Going against the crowd

Temple Bar takes a contrarian approach, and sees little value in a number of areas of the market that are currently popular with dividend investors. For example, in its latest annual report, the trust said of utilities:

“We believe investors have been attracted to the high dividend yields of utilities. However, these dividends are typically financed partially out of debt rather than cashflow and, therefore, in our view, are not as attractive as they initially appear. Utilities remain highly capital intensive companies continually at risk of political intervention and these dividends may prove less secure than investors believe”.

Another swathe of popular dividend stocks — “quality businesses” — are also currently off the menu for Temple Bar:

“Many of these companies are found in consumer facing sectors such as food, drink, tobacco, personal care and household products. After many years of strong performance, this group of companies is priced as highly as it has been for decades, yet it is questionable whether its future is as bright as its past”.

With so many popular dividend areas of the market rejected, it’s perhaps not surprising that Temple Bar’s contrarian approach — where value can often take some time to emerge — has led the trust to see an opportunity in banks.

========================================================================

**Written instruction:** Can you retype the excerpt on Temple Bar's contrarian approach from "With so many" up to and including "opportunity in banks."?

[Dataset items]

========================================================================

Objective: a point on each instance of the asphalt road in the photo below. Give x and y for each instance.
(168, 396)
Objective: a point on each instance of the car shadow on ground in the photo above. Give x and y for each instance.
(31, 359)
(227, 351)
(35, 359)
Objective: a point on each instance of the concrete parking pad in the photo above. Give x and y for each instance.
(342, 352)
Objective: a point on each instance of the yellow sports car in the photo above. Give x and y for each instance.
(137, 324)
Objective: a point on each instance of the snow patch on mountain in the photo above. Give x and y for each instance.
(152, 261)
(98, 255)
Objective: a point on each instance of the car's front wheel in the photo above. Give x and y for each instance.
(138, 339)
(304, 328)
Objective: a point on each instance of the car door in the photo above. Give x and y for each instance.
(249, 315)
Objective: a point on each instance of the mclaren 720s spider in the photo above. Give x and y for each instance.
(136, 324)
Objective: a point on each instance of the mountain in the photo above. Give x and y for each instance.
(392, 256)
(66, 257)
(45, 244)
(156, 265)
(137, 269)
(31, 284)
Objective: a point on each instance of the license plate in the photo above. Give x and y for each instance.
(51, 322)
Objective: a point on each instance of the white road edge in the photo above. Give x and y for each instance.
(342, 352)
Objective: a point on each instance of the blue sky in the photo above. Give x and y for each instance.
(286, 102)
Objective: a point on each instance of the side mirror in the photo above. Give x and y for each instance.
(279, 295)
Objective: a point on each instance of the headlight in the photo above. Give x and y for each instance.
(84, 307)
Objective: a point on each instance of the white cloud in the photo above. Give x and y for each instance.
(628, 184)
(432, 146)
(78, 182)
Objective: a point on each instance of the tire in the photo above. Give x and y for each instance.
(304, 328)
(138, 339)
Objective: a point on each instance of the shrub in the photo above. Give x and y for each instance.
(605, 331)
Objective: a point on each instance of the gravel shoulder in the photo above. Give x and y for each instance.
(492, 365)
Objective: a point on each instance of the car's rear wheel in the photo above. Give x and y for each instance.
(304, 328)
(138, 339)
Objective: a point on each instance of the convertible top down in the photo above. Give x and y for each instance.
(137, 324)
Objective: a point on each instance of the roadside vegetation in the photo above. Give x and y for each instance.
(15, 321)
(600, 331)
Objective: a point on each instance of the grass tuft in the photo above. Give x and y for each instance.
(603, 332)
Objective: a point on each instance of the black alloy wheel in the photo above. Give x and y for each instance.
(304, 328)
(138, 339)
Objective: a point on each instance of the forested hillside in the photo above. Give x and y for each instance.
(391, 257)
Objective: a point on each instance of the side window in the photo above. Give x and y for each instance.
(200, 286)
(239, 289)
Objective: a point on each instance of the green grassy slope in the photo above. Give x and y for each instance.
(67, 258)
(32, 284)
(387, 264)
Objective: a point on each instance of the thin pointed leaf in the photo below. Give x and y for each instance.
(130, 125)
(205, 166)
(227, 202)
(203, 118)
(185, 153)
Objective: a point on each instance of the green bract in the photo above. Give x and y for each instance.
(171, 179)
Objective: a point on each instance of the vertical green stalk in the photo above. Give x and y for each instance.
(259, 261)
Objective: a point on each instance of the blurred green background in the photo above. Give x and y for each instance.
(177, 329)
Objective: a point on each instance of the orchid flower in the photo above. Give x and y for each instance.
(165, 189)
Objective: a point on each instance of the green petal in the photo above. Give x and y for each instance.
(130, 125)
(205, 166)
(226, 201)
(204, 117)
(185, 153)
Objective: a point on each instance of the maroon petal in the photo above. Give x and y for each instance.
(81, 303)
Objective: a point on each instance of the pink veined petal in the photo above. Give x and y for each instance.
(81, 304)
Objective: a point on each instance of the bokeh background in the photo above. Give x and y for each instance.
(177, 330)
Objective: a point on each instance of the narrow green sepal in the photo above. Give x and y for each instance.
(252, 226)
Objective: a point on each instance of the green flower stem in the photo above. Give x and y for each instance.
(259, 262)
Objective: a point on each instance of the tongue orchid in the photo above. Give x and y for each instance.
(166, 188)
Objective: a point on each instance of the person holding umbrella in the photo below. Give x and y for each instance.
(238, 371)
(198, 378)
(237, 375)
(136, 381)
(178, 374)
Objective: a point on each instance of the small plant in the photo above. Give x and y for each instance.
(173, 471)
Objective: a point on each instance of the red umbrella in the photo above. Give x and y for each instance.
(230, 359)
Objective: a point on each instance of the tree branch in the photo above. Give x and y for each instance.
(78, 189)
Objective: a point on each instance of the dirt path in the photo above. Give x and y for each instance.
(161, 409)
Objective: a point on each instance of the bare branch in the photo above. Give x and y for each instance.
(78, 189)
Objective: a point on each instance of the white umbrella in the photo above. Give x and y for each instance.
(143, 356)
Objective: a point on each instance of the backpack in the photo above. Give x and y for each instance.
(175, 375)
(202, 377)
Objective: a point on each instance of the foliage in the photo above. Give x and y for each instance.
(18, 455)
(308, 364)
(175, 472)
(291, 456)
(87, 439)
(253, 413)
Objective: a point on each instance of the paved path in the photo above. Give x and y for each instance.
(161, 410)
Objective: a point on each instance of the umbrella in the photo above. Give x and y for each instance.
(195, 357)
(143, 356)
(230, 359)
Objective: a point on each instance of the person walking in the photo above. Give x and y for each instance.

========================================================================

**Complete answer:**
With so many popular dividend areas of the market rejected, it’s perhaps not surprising that Temple Bar’s contrarian approach — where value can often take some time to emerge — has led the trust to see an opportunity in banks.